## 課題
体外受精についての本文を読み、ERAテストやフローラ検査が海外でどうなってきているかを答えよ。

## 本文
.....
最近、体外受精の治療現場がやや混乱しています。
保険についても、回数制限が厳しいため、最初から2個胚移植の設定をして、2個きれいな胚ができなければ、保険で採卵は出来ますが胚移植の回数は減りません。このような方法とは限りませんが、いかにして保険の回数を長く持たせるか、患者様の身ならず、医療サイドも工夫を必要とします。
もうひとつの混乱の原因は、ERAテストやフローラ検査など、着床問題に役立つとされてきた検査が、
海外でその効果が否定され、使われなくなってきているという点にあります。
未だ結果ははっきりとはしていませんが、今までのように”この検査さえ実施すれば大丈夫”というものではないことは明らかです。今まで効果あり、と言われていたものが、その効果ははっきりしない、となってきたものも多くあります。それに輪をかけたのが、そのような検査が保険の体外受精では使えない、という点にもあると思います。
いずれにしても、体外受精の成績の95%以上を左右するのは以下のような項目です、
いかに患者様に適した卵巣刺激を行うか、
いかに効率的に採卵を実施できるか、
いかに配偶子(卵子、精子)をうまく扱い、きれいな受精卵を作れるか、
最後に、いかにスムーズに胚移植をおこなえるか、
です。これがすべてと言っても過言ではありません。
あたらしい技術や検査もいいですが、それは十分な基本の技術を以てして「妊娠できなかった場合にのみ有効な可能性があります。不成功に終わった場合、基本部分のどこに問題があったか」を、まずチェックする必要があります。
みなさまも、結果が不成功に終わった場合、医師とどこに問題があったかを話し合ってみてください。
.....
## エントリ抜粋

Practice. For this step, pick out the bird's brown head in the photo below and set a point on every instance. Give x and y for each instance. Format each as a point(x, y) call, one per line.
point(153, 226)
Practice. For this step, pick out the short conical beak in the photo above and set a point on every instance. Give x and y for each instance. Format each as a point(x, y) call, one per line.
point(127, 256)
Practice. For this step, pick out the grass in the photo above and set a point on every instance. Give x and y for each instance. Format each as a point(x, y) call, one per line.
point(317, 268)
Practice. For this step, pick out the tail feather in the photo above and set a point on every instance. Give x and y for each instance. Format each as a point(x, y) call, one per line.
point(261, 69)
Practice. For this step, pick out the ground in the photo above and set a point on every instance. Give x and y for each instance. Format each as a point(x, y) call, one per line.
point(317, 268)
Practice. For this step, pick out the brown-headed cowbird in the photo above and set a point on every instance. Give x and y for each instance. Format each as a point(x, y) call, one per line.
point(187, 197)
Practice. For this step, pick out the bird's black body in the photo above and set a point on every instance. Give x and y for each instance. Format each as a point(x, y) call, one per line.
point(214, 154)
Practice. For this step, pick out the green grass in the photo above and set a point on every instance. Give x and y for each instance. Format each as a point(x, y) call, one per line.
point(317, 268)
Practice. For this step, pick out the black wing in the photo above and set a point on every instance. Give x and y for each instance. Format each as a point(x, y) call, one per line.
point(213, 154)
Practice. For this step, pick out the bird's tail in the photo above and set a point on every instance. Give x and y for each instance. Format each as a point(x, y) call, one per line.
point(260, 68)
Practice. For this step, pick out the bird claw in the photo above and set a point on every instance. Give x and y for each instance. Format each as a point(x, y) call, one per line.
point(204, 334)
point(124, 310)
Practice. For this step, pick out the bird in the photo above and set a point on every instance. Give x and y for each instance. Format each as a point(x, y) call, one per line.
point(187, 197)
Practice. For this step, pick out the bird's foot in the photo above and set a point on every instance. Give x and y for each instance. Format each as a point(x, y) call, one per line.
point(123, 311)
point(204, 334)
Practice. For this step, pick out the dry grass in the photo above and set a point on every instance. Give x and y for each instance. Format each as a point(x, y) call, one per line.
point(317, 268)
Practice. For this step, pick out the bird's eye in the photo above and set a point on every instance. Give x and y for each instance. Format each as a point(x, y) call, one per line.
.....
## 解答
海外でその効果が否定され、使われなくなってきている。